Cosa si chiede = Modifica questi dati: riscrivili sostituendo ogni "Accepts" con "Takes" e lasciando tutto il resto invariato.

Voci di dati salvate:
-*-*-
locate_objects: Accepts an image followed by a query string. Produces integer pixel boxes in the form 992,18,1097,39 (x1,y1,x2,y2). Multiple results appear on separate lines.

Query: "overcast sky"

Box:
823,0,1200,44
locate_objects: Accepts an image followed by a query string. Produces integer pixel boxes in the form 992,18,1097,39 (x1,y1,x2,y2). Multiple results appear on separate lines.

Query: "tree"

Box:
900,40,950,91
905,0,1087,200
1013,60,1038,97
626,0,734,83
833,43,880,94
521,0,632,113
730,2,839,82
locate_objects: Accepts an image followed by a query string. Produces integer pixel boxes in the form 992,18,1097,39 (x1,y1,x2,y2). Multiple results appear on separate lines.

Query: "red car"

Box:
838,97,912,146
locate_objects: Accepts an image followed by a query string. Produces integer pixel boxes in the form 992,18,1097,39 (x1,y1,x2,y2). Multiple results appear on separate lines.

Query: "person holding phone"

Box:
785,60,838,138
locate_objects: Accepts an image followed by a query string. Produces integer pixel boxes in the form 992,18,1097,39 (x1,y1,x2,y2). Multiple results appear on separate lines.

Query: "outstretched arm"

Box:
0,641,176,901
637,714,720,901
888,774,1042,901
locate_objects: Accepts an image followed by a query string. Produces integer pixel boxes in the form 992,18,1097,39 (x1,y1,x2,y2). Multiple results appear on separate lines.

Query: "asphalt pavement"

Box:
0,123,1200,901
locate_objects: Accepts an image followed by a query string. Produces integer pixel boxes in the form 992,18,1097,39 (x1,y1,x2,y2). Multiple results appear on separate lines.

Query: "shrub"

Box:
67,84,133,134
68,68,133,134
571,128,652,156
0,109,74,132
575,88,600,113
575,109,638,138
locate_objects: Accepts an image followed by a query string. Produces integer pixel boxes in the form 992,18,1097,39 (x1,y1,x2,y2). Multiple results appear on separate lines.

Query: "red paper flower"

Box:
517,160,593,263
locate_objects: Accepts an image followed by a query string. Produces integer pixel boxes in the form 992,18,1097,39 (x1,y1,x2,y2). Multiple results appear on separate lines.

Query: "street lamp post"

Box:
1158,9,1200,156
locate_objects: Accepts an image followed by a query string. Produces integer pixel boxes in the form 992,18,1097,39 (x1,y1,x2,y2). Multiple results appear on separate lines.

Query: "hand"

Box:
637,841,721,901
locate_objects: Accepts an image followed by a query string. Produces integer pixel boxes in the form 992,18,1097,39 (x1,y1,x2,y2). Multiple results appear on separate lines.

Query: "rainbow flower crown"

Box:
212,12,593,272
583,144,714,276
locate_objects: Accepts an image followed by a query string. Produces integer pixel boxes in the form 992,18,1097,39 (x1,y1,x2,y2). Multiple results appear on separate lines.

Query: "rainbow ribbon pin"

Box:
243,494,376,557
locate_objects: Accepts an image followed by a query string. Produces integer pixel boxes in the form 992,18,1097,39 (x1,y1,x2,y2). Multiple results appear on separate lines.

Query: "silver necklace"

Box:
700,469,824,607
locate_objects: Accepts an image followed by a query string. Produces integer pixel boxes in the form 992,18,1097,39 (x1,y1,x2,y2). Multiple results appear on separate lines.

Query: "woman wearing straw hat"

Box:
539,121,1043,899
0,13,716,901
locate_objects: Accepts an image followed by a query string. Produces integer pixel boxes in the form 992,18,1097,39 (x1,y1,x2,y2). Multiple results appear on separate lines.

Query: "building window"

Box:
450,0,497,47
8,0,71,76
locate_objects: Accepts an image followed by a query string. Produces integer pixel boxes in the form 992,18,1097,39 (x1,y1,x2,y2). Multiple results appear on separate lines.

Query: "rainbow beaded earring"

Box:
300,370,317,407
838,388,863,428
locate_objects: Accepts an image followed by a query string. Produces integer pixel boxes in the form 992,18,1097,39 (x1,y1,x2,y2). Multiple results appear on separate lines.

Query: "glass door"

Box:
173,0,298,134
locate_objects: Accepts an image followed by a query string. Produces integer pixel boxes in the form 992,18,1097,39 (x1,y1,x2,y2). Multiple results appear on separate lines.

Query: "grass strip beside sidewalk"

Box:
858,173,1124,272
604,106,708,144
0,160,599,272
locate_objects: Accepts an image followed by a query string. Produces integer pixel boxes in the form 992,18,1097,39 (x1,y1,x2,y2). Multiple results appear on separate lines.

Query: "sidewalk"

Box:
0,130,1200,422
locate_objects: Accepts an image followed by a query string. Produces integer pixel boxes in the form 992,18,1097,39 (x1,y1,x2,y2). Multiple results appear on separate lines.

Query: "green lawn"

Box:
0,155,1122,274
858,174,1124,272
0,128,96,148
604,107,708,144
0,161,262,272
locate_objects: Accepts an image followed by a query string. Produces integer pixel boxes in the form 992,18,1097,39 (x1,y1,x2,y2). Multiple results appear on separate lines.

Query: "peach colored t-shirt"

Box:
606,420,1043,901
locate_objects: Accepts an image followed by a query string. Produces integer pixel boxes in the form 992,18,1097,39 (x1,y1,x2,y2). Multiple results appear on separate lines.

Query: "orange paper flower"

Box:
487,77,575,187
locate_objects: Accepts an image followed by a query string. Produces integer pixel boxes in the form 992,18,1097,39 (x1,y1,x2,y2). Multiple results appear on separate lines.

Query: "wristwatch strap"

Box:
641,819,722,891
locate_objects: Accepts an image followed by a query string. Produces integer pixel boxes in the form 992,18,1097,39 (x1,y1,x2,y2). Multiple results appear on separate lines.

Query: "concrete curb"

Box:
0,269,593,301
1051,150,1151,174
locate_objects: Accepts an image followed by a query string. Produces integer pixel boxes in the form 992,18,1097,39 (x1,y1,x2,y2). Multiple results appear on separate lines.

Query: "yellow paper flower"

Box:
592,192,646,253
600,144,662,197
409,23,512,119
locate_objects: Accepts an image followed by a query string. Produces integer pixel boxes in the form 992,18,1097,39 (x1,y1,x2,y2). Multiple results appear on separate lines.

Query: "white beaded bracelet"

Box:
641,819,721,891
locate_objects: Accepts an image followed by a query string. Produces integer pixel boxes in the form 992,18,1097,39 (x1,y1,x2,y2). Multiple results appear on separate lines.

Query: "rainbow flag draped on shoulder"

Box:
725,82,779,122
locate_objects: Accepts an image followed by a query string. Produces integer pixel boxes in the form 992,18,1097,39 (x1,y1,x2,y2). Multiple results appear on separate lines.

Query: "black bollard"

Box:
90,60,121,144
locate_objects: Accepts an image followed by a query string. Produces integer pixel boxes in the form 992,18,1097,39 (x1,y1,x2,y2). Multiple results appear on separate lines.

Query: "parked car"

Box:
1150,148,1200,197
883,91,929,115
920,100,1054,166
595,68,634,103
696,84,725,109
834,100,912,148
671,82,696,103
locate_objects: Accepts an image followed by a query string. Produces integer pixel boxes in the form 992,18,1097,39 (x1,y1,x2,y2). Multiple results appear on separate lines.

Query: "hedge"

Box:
-*-*-
Soluzione qui sotto =
locate_objects: Takes an image followed by a query string. Produces integer pixel boxes in the form 992,18,1097,39 (x1,y1,x2,y2). Multiple results appear on separate lines.

Query: "overcast sky"

Box:
823,0,1200,44
locate_objects: Takes an image followed by a query string. Produces integer pixel boxes in the form 992,18,1097,39 (x1,y1,x2,y2). Multiple results appear on separate lines.

Query: "tree"

Box:
900,40,950,91
905,0,1087,200
1013,60,1038,97
626,0,734,83
833,43,880,94
521,0,632,113
730,2,839,82
locate_objects: Takes an image followed by a query string. Produces integer pixel boxes in the form 992,18,1097,39 (x1,y1,x2,y2). Multiple results appear on separate lines.

Query: "red car"

Box:
838,97,912,146
locate_objects: Takes an image followed by a query string. Produces integer pixel boxes in the form 992,18,1097,39 (x1,y1,x2,y2). Multiple results appear on separate lines.

Query: "person holding phone"

Box:
785,60,838,138
locate_objects: Takes an image followed by a query string. Produces integer pixel boxes in the form 992,18,1097,39 (x1,y1,x2,y2). Multiple results appear on separate lines.

Query: "outstretched arm"

Box:
0,641,176,901
637,714,720,901
888,774,1042,901
locate_objects: Takes an image followed by a query string. Produces integer pixel boxes in the form 992,18,1097,39 (x1,y1,x2,y2). Multiple results appear on separate lines.

Query: "asphalt pavement"

Box:
0,123,1200,901
locate_objects: Takes an image followed by a query string. Produces integer pixel boxes in the form 992,18,1097,39 (x1,y1,x2,y2). Multiple results appear on separate lines.

Query: "shrub"

Box:
67,84,133,134
68,68,133,134
571,128,652,156
0,109,74,132
575,88,600,113
575,109,638,138
locate_objects: Takes an image followed by a query string. Produces integer pixel boxes in the form 992,18,1097,39 (x1,y1,x2,y2). Multiple results appear on separate lines.

Query: "red paper flower"

Box:
517,160,593,263
locate_objects: Takes an image followed by a query string. Produces integer pixel boxes in the form 992,18,1097,39 (x1,y1,x2,y2). Multiple results appear on separate lines.

Query: "street lamp post"

Box:
1158,9,1200,156
locate_objects: Takes an image followed by a query string. Produces integer pixel boxes in the form 992,18,1097,39 (x1,y1,x2,y2). Multiple results appear on separate lines.

Query: "hand"

Box:
637,841,721,901
locate_objects: Takes an image followed by a query string. Produces integer pixel boxes in the form 992,18,1097,39 (x1,y1,x2,y2). Multiple results appear on separate lines.

Query: "rainbow flower crown"

Box:
212,12,593,272
583,144,714,276
locate_objects: Takes an image followed by a query string. Produces integer pixel boxes in the form 992,18,1097,39 (x1,y1,x2,y2). Multiple results appear on separate lines.

Query: "rainbow ribbon pin"

Box:
243,494,376,557
locate_objects: Takes an image followed by a query string. Produces integer pixel boxes in the form 992,18,1097,39 (x1,y1,x2,y2). Multiple results appear on separate lines.

Query: "silver necklace"

Box:
700,469,824,607
locate_objects: Takes an image followed by a query string. Produces integer pixel boxes in the form 992,18,1097,39 (x1,y1,x2,y2). Multiple results appear on separate lines.

Query: "woman wearing straw hat"

Box:
539,121,1043,899
0,13,716,901
locate_objects: Takes an image followed by a query string. Produces integer pixel boxes in the form 992,18,1097,39 (x1,y1,x2,y2). Multiple results appear on separate lines.

Query: "building window"

Box:
450,0,497,47
8,0,71,76
locate_objects: Takes an image followed by a query string. Produces integer pixel boxes in the form 992,18,1097,39 (x1,y1,x2,y2). Multiple results appear on separate lines.

Query: "rainbow beaded earring"

Box:
300,370,317,407
838,388,863,428
locate_objects: Takes an image followed by a query string. Produces integer pixel boxes in the form 992,18,1097,39 (x1,y1,x2,y2). Multiple results appear on separate lines.

Query: "glass door"

Box:
173,0,298,134
locate_objects: Takes an image followed by a query string. Produces integer pixel boxes in the form 992,18,1097,39 (x1,y1,x2,y2). Multiple results appear on separate lines.

Query: "grass strip beside sidewalk"

Box:
858,173,1124,272
604,106,708,144
0,160,599,272
locate_objects: Takes an image followed by a query string. Produces integer pixel boxes in the form 992,18,1097,39 (x1,y1,x2,y2). Multiple results appear on separate lines.

Query: "sidewalk"

Box:
0,130,1200,422
locate_objects: Takes an image followed by a query string. Produces integer pixel boxes in the form 992,18,1097,39 (x1,y1,x2,y2). Multiple results appear on separate lines.

Query: "green lawn"

Box:
0,155,1122,274
858,174,1124,272
0,128,96,148
604,107,708,144
0,161,262,272
locate_objects: Takes an image followed by a query string. Produces integer pixel boxes in the form 992,18,1097,39 (x1,y1,x2,y2). Multiple results appear on separate lines.

Query: "peach colored t-shirt"

Box:
606,420,1043,901
locate_objects: Takes an image followed by a query string. Produces integer pixel boxes in the form 992,18,1097,39 (x1,y1,x2,y2). Multiple results appear on separate lines.

Query: "orange paper flower"

Box:
487,77,575,187
locate_objects: Takes an image followed by a query string. Produces integer pixel boxes in the form 992,18,1097,39 (x1,y1,x2,y2). Multiple results appear on separate lines.

Query: "wristwatch strap"

Box:
641,819,722,891
locate_objects: Takes an image followed by a query string. Produces integer pixel boxes in the form 992,18,1097,39 (x1,y1,x2,y2). Multiple results appear on separate lines.

Query: "concrete curb"

Box:
0,269,593,301
1051,150,1151,174
locate_objects: Takes an image followed by a query string. Produces integer pixel boxes in the form 992,18,1097,39 (x1,y1,x2,y2). Multiple results appear on separate lines.

Query: "yellow paper flower"

Box:
592,192,646,253
600,144,662,197
409,23,512,119
locate_objects: Takes an image followed by a query string. Produces integer pixel boxes in the form 992,18,1097,39 (x1,y1,x2,y2). Multiple results appear on separate lines.

Query: "white beaded bracelet"

Box:
641,819,721,891
locate_objects: Takes an image followed by a query string. Produces integer pixel boxes in the form 992,18,1097,39 (x1,y1,x2,y2). Multiple results appear on separate lines.

Query: "rainbow flag draped on shoulder"

Box:
725,82,779,122
locate_objects: Takes an image followed by a query string. Produces integer pixel boxes in the form 992,18,1097,39 (x1,y1,x2,y2). Multiple results appear on separate lines.

Query: "black bollard"

Box:
90,60,121,144
locate_objects: Takes an image followed by a query string. Produces integer pixel boxes in the form 992,18,1097,39 (x1,y1,x2,y2). Multiple results appear on separate lines.

Query: "parked car"

Box:
1150,148,1200,197
883,91,929,115
920,100,1054,166
595,68,634,103
696,84,725,109
834,100,912,148
671,82,696,103
locate_objects: Takes an image followed by a query string. Produces integer pixel boxes in the form 992,18,1097,39 (x1,y1,x2,y2). Multiple results appear on separate lines.

Query: "hedge"

Box:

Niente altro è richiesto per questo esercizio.